= Beginning of Section =
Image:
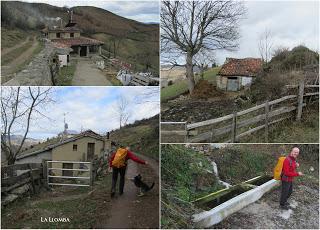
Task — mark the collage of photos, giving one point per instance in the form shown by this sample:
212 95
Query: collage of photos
153 114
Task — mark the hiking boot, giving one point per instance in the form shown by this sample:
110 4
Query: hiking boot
284 207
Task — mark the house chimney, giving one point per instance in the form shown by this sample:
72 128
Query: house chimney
71 15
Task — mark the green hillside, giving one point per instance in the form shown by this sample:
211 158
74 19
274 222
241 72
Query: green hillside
142 136
136 42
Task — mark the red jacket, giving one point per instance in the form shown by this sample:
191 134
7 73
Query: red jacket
130 155
289 169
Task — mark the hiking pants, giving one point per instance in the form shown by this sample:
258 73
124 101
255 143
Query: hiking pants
115 172
286 190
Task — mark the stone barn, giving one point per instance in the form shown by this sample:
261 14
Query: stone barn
236 74
70 35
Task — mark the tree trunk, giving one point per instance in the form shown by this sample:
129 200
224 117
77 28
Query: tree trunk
189 73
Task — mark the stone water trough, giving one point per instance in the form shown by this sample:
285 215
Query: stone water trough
220 204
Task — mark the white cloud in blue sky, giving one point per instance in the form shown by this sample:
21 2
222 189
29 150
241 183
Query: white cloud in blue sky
143 11
93 108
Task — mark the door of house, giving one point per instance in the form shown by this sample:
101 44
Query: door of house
83 51
90 151
233 84
67 172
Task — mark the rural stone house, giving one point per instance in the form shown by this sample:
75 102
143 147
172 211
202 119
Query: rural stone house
81 147
238 73
70 35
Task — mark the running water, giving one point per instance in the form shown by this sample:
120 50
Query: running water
215 171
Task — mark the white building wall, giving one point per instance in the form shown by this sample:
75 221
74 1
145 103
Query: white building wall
246 81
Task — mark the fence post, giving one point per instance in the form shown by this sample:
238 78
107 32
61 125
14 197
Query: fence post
300 100
32 180
266 108
234 128
91 174
186 136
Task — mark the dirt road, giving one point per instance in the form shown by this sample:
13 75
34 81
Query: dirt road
265 213
131 211
7 50
11 67
87 74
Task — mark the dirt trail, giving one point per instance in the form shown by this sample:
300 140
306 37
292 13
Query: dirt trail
7 50
127 211
87 74
11 67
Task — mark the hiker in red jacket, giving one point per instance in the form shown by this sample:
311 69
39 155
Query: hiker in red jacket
118 163
287 176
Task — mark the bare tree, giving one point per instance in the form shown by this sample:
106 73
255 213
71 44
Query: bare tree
19 106
122 110
265 45
189 27
203 60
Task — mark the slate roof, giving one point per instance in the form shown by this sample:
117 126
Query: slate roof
241 67
57 141
77 41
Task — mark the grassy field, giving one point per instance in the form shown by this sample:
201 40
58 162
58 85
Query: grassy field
66 74
292 131
142 137
181 87
134 51
9 37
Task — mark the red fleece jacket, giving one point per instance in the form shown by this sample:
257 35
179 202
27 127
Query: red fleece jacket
289 172
130 155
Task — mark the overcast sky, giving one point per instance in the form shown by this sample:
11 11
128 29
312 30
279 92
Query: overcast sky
290 22
143 11
93 108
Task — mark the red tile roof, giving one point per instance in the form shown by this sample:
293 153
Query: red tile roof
241 67
77 41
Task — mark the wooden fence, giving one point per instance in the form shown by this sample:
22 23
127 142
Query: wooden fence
232 127
19 179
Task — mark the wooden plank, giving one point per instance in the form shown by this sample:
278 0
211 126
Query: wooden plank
80 185
172 122
200 137
74 162
300 100
230 116
209 122
259 127
311 94
63 169
174 132
266 132
234 128
70 177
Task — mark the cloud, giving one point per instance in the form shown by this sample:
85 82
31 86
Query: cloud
143 11
291 23
92 108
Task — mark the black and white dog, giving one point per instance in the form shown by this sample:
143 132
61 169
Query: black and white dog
140 184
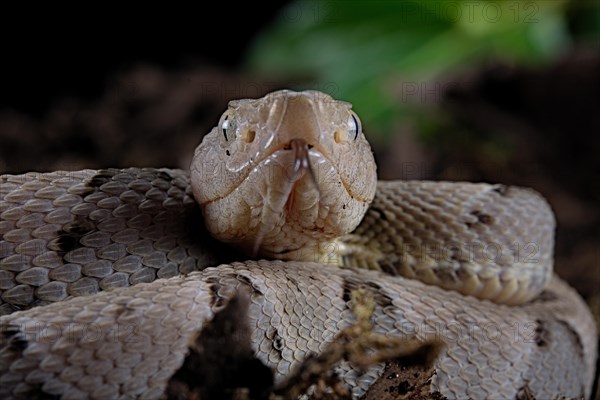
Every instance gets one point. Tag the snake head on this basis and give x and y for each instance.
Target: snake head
(288, 171)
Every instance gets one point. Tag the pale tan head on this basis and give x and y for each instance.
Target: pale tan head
(288, 171)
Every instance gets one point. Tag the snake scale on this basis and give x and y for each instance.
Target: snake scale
(106, 275)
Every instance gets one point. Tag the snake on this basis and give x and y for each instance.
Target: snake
(107, 275)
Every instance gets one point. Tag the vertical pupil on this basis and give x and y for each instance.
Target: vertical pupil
(225, 126)
(354, 127)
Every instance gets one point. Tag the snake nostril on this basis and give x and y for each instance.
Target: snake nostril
(249, 135)
(340, 136)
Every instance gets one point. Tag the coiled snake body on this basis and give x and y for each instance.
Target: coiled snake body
(105, 276)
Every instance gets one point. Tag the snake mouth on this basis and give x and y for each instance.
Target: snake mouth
(301, 166)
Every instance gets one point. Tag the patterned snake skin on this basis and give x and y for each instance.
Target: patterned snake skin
(105, 276)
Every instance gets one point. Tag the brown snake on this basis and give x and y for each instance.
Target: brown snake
(105, 274)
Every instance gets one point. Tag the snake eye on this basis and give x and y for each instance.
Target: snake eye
(353, 125)
(225, 127)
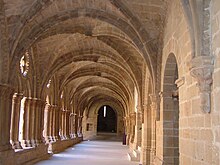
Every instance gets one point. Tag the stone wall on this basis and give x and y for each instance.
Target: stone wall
(198, 131)
(212, 144)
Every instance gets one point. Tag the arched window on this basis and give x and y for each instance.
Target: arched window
(24, 63)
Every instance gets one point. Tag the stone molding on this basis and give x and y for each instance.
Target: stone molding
(180, 82)
(202, 69)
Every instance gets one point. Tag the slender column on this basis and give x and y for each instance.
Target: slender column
(76, 125)
(53, 120)
(71, 126)
(37, 124)
(62, 124)
(47, 123)
(80, 126)
(6, 94)
(138, 127)
(15, 117)
(26, 141)
(132, 124)
(153, 127)
(127, 125)
(57, 118)
(50, 116)
(32, 121)
(40, 121)
(68, 124)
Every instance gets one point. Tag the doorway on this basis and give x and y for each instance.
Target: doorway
(107, 120)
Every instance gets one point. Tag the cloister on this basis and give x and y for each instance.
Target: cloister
(146, 71)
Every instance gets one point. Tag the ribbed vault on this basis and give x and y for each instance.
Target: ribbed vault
(90, 51)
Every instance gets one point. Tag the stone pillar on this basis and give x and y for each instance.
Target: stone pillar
(80, 126)
(26, 139)
(68, 124)
(146, 136)
(47, 123)
(138, 128)
(15, 117)
(53, 123)
(71, 125)
(75, 120)
(6, 94)
(202, 68)
(32, 121)
(57, 119)
(65, 125)
(62, 124)
(132, 126)
(40, 122)
(153, 127)
(76, 125)
(6, 153)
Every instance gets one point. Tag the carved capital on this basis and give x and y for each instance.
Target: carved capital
(154, 105)
(202, 69)
(179, 82)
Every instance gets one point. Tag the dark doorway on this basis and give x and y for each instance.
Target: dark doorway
(107, 120)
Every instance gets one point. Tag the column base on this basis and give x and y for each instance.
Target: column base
(32, 155)
(152, 155)
(16, 145)
(7, 157)
(26, 143)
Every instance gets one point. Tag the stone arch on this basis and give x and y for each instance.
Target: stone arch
(170, 112)
(91, 116)
(106, 17)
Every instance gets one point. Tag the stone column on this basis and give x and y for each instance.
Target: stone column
(26, 139)
(62, 133)
(153, 127)
(71, 125)
(138, 128)
(15, 117)
(80, 126)
(32, 121)
(202, 68)
(47, 125)
(132, 125)
(67, 124)
(146, 136)
(6, 94)
(128, 129)
(40, 121)
(76, 125)
(53, 123)
(56, 127)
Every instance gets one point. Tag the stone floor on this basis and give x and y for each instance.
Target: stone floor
(94, 152)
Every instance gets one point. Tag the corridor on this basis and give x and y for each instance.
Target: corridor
(101, 151)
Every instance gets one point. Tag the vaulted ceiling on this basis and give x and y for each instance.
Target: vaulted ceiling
(98, 49)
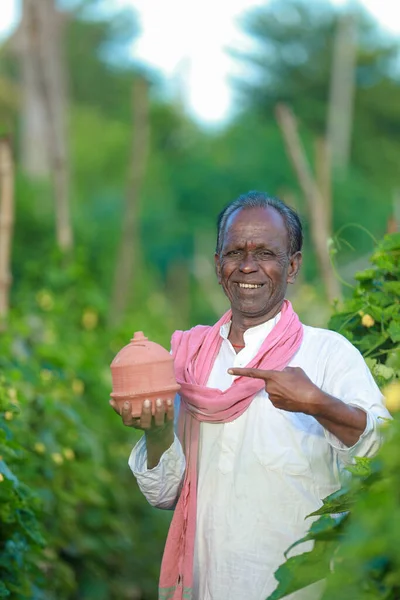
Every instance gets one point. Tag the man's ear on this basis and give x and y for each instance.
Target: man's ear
(217, 267)
(294, 266)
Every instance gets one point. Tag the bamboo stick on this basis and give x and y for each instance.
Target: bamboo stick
(318, 208)
(6, 223)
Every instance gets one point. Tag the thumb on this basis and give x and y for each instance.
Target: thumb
(255, 373)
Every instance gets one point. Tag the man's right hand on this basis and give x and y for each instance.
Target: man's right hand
(158, 428)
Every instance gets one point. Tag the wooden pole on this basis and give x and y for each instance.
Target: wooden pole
(341, 97)
(42, 27)
(128, 257)
(319, 209)
(6, 223)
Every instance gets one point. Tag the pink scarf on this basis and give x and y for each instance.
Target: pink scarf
(194, 354)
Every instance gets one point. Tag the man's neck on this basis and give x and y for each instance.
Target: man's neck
(241, 323)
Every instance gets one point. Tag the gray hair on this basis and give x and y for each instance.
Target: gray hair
(256, 199)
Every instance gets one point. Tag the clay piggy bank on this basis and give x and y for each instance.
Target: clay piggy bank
(142, 370)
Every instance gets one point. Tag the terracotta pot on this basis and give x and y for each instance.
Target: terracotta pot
(142, 370)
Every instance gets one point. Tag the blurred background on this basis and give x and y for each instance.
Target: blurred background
(125, 128)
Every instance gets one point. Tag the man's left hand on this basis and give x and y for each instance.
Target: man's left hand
(289, 389)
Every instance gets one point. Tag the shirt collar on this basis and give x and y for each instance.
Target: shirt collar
(253, 335)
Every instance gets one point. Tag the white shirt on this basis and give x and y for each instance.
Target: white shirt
(262, 474)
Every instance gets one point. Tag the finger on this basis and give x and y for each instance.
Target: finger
(114, 406)
(170, 410)
(145, 417)
(159, 415)
(126, 413)
(257, 373)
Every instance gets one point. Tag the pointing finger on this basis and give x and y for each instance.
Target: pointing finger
(170, 410)
(114, 406)
(126, 413)
(256, 373)
(145, 418)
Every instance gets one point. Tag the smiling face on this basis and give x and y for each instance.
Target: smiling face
(254, 265)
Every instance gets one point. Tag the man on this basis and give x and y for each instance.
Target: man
(271, 411)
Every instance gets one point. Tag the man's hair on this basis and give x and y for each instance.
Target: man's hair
(256, 199)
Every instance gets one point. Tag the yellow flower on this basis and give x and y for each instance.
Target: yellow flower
(367, 321)
(12, 394)
(57, 458)
(45, 300)
(69, 453)
(392, 396)
(90, 319)
(78, 386)
(40, 448)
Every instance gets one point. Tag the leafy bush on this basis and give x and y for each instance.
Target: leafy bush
(73, 521)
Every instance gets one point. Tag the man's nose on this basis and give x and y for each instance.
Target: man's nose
(248, 264)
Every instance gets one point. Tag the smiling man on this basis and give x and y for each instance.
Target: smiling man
(270, 412)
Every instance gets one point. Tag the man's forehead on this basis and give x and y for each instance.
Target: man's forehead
(255, 222)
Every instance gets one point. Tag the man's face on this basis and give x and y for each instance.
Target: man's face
(254, 266)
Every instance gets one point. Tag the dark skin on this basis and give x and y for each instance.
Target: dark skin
(254, 268)
(255, 251)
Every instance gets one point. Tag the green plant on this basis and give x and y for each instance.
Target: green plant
(358, 527)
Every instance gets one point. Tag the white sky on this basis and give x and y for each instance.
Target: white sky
(187, 40)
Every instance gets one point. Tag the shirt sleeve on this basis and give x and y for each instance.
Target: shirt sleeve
(349, 379)
(162, 484)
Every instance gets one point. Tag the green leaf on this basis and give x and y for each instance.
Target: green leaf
(4, 470)
(28, 522)
(366, 275)
(303, 570)
(338, 502)
(394, 331)
(361, 468)
(323, 529)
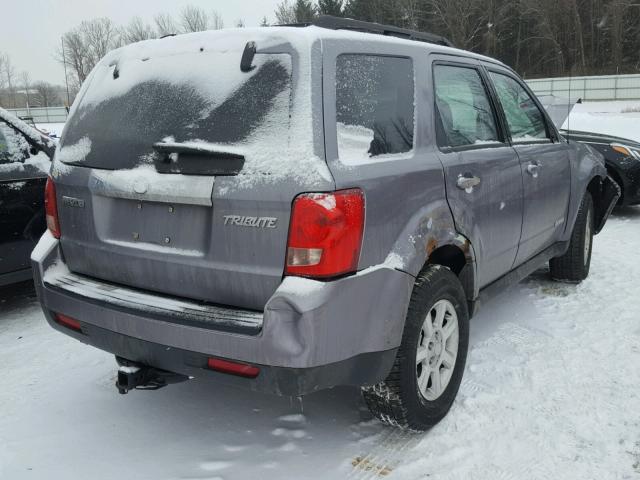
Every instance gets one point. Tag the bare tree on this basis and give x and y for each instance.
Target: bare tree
(216, 21)
(193, 19)
(136, 31)
(45, 94)
(86, 44)
(10, 77)
(26, 85)
(165, 25)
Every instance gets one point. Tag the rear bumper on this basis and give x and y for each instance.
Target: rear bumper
(313, 335)
(628, 173)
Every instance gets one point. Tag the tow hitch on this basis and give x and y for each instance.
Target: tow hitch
(132, 375)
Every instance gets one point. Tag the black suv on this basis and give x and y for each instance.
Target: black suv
(25, 157)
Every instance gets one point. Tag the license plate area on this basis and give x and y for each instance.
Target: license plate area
(148, 225)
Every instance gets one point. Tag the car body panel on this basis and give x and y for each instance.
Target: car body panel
(22, 219)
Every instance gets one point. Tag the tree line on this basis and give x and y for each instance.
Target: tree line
(540, 38)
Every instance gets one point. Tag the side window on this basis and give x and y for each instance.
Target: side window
(463, 112)
(374, 106)
(13, 146)
(524, 118)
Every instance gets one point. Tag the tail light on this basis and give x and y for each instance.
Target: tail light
(233, 368)
(325, 234)
(51, 208)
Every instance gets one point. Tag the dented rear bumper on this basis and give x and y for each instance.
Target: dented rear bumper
(311, 335)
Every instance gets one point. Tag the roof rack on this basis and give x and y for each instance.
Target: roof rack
(338, 23)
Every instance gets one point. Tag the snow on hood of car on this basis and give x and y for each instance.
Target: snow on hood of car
(35, 136)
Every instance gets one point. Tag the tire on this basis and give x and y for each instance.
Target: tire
(409, 397)
(574, 265)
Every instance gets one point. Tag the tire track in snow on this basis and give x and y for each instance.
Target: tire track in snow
(552, 392)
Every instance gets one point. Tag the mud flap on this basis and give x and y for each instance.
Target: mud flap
(609, 195)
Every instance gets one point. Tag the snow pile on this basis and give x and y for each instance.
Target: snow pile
(618, 118)
(75, 153)
(29, 131)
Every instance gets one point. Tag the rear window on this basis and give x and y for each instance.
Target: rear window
(192, 97)
(374, 106)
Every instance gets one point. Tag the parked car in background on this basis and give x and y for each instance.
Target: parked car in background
(622, 155)
(24, 163)
(293, 208)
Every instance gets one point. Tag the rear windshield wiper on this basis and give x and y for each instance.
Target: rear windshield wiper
(196, 159)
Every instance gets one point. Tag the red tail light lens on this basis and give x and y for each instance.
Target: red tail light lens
(51, 208)
(68, 322)
(233, 368)
(325, 234)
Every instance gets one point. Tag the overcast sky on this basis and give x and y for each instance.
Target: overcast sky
(30, 30)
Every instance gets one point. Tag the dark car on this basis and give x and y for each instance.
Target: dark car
(622, 155)
(293, 208)
(25, 158)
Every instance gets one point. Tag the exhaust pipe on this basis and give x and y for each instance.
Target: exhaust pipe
(133, 375)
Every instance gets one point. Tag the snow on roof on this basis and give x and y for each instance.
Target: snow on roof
(234, 39)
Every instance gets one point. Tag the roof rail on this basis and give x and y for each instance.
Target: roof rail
(338, 23)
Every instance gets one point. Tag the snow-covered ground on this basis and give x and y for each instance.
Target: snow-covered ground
(552, 390)
(618, 118)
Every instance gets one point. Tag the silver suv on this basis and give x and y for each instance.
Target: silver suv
(292, 208)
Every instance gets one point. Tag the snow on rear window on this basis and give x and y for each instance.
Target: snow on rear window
(203, 97)
(13, 146)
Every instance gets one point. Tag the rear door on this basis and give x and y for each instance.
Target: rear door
(544, 161)
(22, 178)
(483, 175)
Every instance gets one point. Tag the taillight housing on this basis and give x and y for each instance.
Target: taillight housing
(51, 208)
(233, 368)
(325, 234)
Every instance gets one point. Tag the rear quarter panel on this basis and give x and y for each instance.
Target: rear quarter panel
(407, 216)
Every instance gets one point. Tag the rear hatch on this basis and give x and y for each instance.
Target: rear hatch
(176, 170)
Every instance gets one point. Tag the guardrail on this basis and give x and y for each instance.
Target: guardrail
(42, 114)
(604, 87)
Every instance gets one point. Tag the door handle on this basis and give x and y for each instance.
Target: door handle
(467, 182)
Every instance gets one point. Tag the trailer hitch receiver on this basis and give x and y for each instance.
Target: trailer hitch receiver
(133, 375)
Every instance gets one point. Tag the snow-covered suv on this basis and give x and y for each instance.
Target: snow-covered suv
(294, 208)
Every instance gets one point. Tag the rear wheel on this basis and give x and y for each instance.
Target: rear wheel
(427, 372)
(574, 265)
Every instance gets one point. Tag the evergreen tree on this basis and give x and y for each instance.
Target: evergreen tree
(330, 7)
(305, 11)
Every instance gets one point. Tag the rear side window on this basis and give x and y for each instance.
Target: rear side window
(463, 111)
(524, 118)
(374, 106)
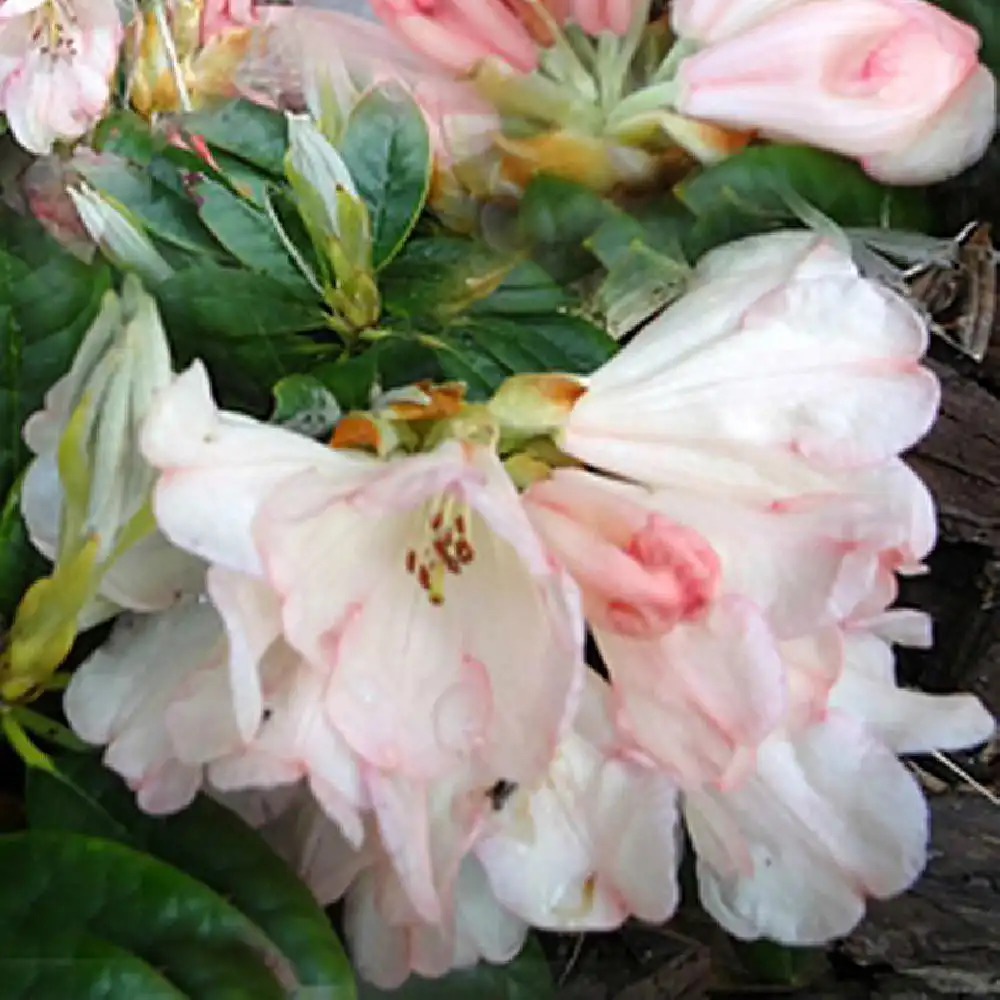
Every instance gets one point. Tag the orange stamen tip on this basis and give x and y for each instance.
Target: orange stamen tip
(356, 431)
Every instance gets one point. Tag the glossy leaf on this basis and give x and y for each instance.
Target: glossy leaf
(161, 211)
(527, 977)
(556, 218)
(754, 191)
(213, 845)
(387, 150)
(390, 362)
(440, 277)
(254, 133)
(245, 326)
(303, 403)
(984, 16)
(61, 882)
(248, 234)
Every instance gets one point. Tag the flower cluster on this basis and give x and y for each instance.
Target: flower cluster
(599, 93)
(384, 662)
(602, 93)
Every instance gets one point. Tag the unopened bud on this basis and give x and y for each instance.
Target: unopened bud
(531, 405)
(120, 239)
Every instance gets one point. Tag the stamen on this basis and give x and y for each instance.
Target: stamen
(446, 548)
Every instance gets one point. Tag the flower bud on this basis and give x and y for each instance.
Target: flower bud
(318, 175)
(120, 239)
(531, 405)
(86, 496)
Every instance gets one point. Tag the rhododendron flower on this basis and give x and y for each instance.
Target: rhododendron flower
(157, 695)
(388, 941)
(88, 478)
(591, 843)
(458, 35)
(896, 84)
(779, 368)
(712, 20)
(828, 818)
(906, 721)
(58, 58)
(431, 540)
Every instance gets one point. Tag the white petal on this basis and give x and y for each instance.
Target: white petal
(828, 820)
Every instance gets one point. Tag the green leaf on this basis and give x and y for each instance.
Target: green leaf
(248, 234)
(304, 404)
(163, 212)
(750, 193)
(387, 149)
(483, 350)
(75, 967)
(984, 15)
(48, 298)
(214, 846)
(437, 278)
(393, 361)
(556, 217)
(65, 883)
(255, 134)
(777, 964)
(527, 977)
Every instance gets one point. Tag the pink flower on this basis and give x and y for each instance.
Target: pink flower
(55, 68)
(827, 819)
(591, 844)
(906, 721)
(220, 16)
(420, 681)
(458, 34)
(388, 941)
(779, 369)
(895, 84)
(156, 694)
(639, 573)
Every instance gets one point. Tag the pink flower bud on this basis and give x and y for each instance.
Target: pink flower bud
(458, 35)
(895, 84)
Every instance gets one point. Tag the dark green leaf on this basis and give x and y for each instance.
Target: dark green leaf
(303, 403)
(163, 212)
(436, 278)
(20, 564)
(984, 15)
(255, 134)
(247, 327)
(484, 350)
(389, 362)
(214, 846)
(48, 299)
(387, 149)
(55, 881)
(248, 234)
(527, 977)
(48, 965)
(556, 217)
(754, 192)
(777, 964)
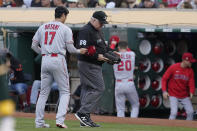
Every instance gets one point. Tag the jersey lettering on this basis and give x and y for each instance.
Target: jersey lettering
(127, 65)
(82, 42)
(46, 37)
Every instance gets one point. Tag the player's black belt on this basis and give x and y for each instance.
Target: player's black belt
(52, 55)
(121, 80)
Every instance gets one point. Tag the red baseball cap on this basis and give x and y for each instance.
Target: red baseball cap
(189, 57)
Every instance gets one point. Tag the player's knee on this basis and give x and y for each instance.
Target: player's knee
(7, 108)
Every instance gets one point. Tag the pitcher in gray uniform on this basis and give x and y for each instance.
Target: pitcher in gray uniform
(52, 39)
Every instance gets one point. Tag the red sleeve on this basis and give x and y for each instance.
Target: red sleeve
(166, 76)
(191, 83)
(112, 46)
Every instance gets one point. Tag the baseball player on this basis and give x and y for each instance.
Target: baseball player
(54, 38)
(178, 84)
(124, 85)
(7, 106)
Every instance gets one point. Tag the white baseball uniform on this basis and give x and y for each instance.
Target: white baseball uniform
(124, 86)
(54, 38)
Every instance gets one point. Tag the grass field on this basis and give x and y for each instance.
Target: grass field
(27, 124)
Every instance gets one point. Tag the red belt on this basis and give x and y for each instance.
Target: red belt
(52, 55)
(121, 80)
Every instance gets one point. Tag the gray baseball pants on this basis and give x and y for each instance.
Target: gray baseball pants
(186, 104)
(92, 86)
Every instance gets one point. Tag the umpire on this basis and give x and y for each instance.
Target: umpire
(90, 67)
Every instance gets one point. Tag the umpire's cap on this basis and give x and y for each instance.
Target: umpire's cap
(101, 16)
(60, 10)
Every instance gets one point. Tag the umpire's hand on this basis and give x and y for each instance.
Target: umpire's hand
(102, 58)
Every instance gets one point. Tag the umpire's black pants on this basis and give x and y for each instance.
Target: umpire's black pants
(92, 86)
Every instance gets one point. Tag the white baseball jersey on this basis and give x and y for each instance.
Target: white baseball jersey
(53, 37)
(125, 69)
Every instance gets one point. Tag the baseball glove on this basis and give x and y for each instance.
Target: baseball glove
(113, 58)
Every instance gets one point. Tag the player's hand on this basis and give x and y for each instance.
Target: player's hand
(117, 53)
(102, 58)
(83, 50)
(191, 95)
(165, 95)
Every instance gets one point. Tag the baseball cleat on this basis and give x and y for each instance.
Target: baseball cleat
(82, 125)
(43, 126)
(84, 119)
(61, 125)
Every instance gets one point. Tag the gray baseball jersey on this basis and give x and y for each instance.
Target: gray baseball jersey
(124, 86)
(54, 39)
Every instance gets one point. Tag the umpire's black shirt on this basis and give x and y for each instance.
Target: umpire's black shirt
(89, 36)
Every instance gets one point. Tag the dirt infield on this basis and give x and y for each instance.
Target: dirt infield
(112, 119)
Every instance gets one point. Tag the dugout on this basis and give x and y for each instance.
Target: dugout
(159, 37)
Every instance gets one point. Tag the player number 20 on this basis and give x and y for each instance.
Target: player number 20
(126, 64)
(46, 37)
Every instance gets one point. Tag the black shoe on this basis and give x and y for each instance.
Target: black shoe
(90, 120)
(84, 119)
(26, 109)
(93, 124)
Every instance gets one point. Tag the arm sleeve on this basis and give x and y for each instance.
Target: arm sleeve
(191, 83)
(165, 79)
(35, 47)
(35, 42)
(69, 42)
= End of Section =
## The task
Your task is to write out the lines from the one with "Every instance gets one point. Tag the black shoe" through the end of the records, exactly and with nothing added.

## Result for this task
Every instance gets one point. Tag the black shoe on this basis and give x and y for each instance.
Target: black shoe
(90, 120)
(84, 119)
(26, 109)
(93, 124)
Every instance gets one point. Tag the arm sleeve on this basis and give x and y for each instance.
Target: arm sleeve
(191, 83)
(165, 79)
(35, 47)
(35, 42)
(69, 42)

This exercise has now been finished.